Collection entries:
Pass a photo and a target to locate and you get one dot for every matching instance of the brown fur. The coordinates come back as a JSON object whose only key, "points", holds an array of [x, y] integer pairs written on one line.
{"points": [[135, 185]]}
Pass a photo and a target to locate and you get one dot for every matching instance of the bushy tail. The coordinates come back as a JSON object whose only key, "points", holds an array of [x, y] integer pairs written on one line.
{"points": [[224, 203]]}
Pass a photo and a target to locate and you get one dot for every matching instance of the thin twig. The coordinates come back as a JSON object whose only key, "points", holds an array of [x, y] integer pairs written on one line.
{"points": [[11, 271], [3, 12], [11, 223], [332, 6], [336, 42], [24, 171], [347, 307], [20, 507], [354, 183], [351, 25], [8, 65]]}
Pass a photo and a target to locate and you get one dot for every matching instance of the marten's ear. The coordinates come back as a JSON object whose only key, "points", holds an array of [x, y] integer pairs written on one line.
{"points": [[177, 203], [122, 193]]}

--- Set exercise ---
Return all of the material above word for word, keeping every line in its original order.

--- Exercise result ---
Pass a photo and a target to locate and you get one dot for every matching instance of the brown fur. The coordinates come back as a JSON object whose only key, "points", holds an array of [x, y] integer pairs written on one line.
{"points": [[135, 185]]}
Pass a photo and a target to locate and you get one dot for every matching instance of the bushy tail. The coordinates come back as a JSON object whose only key, "points", holds an array of [x, y] integer pairs written on one line.
{"points": [[224, 203]]}
Pass a photo and a target to locate and you get one dot for every matching instance of the thin twig. The coordinates come back as a JSON object whose only key, "points", holds an array of [x, y] integer pairs written on one line.
{"points": [[11, 271], [3, 12], [11, 223], [332, 6], [336, 42], [24, 171], [347, 307], [20, 507], [354, 183], [351, 25], [8, 65]]}
Pass a photo and a target to locate and you get one dot for every matching instance of the marten's ear. The coordinates come back as a JSON object whose only key, "points", holds an array of [x, y] integer pairs written on one line.
{"points": [[177, 203], [122, 193]]}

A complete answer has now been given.